The task: Update the std::regex text between "Another solution is" and "< m.size(); ++n)", inclusive, by writing that part out again with "show_matches" changed to "print_matches".

Selection:
Character ranges subtraction or intersection is not available in any of the grammars supported by std::regex, so you will have to rewrite the expression into one of the supported ones.
The easiest way is to perform the subtraction yourself and pass the set to std::regex, for instance [bcdfghjklvmnpqrstvwxyz] for your example.
Another solution is to find either a more featureful regular expression engine or a dedicated XML library that supports XML Schema and its regular expression language.
Starting from the cppreference examples
#include <iostream>
#include <regex>
void show_matches(const std::string& in, const std::string& re)
{
std::smatch m;
std::regex_search(in, m, std::regex(re));
if(m.empty()) {
std::cout << "input=[" << in << "], regex=[" << re << "]: NO MATCH\n";
} else {
std::cout << "input=[" << in << "], regex=[" << re << "]: ";
std::cout << "prefix=[" << m.prefix() << "] ";
for(std::size_t n = 0; n < m.size(); ++n)
std::cout << " m[" << n << "]=[" << m[n] << "] ";
std::cout << "suffix=[" << m.suffix() << "]\n";
}
}
int main()
{
// greedy match, repeats [a-z] 4 times
show_matches("abcdefghi", "(?:(?![aeiou])[a-z]){2,4}");
}
You can test and check the the details of the regular expression here.
The choice of using a non capturing group (?: ...) is to prevent it from changing your groups in case you will use it in a bigger regular expression.

Data entries:
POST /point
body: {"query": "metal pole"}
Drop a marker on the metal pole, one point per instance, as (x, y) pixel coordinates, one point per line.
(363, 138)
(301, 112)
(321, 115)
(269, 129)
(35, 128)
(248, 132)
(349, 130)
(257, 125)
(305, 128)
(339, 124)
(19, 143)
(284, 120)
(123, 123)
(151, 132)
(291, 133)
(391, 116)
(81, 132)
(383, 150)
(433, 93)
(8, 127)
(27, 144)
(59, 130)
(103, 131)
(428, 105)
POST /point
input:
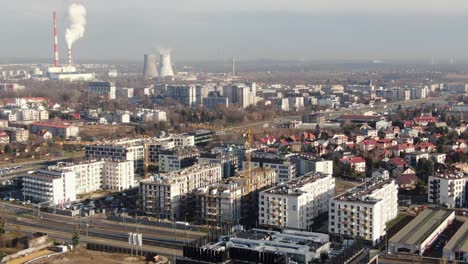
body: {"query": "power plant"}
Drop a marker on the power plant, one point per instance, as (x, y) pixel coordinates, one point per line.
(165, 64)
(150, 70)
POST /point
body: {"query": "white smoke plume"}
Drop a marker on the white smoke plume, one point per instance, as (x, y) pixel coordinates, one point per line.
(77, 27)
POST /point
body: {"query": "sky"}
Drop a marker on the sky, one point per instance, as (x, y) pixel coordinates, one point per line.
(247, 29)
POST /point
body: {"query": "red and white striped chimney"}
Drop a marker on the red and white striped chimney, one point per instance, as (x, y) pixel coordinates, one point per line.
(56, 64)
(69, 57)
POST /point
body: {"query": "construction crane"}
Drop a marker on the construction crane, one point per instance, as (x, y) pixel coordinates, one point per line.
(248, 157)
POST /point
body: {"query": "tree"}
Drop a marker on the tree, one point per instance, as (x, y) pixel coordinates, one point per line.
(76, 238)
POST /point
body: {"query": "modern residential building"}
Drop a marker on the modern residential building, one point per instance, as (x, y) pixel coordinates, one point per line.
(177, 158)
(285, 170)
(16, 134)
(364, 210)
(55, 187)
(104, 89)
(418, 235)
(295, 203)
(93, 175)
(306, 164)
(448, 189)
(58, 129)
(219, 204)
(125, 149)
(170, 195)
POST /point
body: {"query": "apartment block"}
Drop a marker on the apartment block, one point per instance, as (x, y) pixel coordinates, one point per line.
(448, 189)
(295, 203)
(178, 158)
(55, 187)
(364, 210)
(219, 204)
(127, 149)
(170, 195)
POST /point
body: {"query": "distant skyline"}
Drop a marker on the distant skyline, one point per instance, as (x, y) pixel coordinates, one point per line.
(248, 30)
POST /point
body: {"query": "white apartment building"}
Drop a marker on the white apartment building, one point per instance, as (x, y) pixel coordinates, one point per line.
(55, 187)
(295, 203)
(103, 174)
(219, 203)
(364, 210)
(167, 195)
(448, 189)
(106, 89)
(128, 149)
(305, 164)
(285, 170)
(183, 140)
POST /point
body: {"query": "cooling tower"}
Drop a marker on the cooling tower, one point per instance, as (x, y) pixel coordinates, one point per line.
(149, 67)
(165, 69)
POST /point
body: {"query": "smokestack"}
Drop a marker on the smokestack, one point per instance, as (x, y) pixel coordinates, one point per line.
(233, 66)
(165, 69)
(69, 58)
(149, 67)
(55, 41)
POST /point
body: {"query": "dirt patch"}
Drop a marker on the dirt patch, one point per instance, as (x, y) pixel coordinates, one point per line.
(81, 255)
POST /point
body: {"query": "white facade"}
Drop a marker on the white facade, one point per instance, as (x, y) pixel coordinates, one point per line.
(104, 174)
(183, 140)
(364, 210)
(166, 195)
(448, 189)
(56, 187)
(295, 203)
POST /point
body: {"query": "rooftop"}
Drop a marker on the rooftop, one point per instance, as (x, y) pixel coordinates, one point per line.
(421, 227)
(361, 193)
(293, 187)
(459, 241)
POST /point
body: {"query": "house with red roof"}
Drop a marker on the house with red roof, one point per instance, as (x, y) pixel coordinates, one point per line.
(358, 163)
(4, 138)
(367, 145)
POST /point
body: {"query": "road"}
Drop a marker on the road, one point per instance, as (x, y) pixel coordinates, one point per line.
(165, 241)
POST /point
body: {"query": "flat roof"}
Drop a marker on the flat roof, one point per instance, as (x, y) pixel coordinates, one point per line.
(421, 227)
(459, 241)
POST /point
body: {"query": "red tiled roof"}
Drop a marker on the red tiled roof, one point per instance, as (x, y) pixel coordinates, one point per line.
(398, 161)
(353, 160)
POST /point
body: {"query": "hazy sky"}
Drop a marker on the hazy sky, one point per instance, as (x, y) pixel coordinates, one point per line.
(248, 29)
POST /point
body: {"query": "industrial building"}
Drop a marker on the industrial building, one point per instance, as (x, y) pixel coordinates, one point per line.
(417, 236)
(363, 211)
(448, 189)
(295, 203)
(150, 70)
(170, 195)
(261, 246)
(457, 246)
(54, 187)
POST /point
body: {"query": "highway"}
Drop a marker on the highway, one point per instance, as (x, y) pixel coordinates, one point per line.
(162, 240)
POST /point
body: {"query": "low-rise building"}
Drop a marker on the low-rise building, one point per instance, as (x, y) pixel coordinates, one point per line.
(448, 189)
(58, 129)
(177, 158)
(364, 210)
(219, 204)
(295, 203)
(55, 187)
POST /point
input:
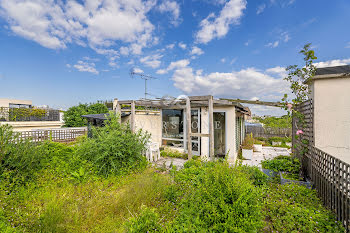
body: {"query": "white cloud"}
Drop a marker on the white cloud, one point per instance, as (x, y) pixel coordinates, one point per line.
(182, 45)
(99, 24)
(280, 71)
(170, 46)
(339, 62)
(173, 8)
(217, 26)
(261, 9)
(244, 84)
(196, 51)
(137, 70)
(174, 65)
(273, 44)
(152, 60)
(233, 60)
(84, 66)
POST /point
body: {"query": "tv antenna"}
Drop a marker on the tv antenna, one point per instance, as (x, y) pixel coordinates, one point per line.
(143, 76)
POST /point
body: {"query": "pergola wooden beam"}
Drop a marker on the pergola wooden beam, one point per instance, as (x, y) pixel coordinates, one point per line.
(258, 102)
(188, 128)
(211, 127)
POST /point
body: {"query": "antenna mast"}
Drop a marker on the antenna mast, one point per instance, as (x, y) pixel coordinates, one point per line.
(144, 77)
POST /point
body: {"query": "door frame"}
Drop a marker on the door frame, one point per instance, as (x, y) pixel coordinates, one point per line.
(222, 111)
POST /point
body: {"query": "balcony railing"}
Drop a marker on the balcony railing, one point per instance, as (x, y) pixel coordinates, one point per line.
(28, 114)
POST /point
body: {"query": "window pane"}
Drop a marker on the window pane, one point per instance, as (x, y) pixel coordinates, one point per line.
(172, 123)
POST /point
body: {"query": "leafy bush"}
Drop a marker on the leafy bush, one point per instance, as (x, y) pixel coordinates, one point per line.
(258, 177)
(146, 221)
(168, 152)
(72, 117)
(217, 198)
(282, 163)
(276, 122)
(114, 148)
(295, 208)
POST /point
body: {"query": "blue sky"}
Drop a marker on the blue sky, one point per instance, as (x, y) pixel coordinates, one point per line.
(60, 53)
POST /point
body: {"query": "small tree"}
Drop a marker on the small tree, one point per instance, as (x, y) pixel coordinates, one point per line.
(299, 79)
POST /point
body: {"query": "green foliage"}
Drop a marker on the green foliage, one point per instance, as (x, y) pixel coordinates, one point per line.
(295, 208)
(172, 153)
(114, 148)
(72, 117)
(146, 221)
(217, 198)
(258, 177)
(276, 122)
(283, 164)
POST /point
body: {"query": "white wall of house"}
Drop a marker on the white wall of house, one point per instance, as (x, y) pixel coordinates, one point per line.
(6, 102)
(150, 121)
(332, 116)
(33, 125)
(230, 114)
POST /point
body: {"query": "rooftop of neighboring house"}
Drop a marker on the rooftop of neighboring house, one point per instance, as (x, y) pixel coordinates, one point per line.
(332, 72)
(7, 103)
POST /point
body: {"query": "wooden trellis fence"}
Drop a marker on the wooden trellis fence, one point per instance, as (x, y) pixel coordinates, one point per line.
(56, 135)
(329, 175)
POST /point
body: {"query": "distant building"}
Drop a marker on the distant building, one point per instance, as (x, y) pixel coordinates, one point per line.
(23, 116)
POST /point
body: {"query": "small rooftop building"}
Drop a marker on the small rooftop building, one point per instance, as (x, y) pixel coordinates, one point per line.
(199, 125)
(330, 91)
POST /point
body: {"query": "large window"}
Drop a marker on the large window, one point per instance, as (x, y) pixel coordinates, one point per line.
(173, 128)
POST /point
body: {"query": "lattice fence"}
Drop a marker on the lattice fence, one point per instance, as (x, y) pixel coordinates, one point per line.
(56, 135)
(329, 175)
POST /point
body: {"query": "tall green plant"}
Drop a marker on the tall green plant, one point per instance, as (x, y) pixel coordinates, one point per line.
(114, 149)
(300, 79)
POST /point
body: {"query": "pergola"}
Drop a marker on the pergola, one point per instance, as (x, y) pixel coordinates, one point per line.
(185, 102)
...
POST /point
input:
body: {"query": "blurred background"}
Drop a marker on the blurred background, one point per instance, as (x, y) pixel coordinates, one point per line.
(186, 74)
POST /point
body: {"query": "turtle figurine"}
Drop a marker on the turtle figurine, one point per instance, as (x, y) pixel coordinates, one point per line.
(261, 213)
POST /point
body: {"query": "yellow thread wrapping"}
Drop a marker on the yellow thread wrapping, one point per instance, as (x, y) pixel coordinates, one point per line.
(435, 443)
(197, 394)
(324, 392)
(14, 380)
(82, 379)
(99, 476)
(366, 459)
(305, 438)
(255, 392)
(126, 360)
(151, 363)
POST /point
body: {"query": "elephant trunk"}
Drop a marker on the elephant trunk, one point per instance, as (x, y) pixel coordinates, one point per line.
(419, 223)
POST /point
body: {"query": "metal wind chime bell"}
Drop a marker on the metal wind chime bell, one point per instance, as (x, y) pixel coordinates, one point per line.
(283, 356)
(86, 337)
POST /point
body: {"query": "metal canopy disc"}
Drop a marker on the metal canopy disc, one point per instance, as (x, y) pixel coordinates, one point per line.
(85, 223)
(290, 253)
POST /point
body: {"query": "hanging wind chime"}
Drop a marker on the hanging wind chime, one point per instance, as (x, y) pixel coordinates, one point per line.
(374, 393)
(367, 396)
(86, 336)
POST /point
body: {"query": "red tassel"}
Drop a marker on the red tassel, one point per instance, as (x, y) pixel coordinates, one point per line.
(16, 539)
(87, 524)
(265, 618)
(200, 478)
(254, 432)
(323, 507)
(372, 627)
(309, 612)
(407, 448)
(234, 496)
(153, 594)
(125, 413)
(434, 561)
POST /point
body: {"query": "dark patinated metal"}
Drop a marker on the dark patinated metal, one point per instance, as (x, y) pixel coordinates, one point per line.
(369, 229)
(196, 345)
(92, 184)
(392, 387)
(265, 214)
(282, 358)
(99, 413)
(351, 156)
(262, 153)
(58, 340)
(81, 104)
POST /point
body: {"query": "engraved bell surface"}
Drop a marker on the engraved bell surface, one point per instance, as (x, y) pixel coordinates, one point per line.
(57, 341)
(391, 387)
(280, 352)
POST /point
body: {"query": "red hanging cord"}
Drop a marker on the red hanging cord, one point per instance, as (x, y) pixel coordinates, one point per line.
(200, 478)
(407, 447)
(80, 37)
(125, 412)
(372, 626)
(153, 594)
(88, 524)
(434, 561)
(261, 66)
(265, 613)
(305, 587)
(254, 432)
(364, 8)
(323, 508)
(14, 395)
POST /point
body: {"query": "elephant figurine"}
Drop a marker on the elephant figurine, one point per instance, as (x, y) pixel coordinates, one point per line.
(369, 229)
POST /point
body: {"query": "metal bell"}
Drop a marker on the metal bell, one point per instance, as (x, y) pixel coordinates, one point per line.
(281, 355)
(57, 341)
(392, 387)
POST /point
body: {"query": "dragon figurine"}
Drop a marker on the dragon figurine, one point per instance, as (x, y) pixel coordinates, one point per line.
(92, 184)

Response below:
Another solution is to find either a more featureful regular expression engine or a dedicated XML library that supports XML Schema and its regular expression language.
Starting from the cppreference examples
#include <iostream>
#include <regex>
void print_matches(const std::string& in, const std::string& re)
{
std::smatch m;
std::regex_search(in, m, std::regex(re));
if(m.empty()) {
std::cout << "input=[" << in << "], regex=[" << re << "]: NO MATCH\n";
} else {
std::cout << "input=[" << in << "], regex=[" << re << "]: ";
std::cout << "prefix=[" << m.prefix() << "] ";
for(std::size_t n = 0; n < m.size(); ++n)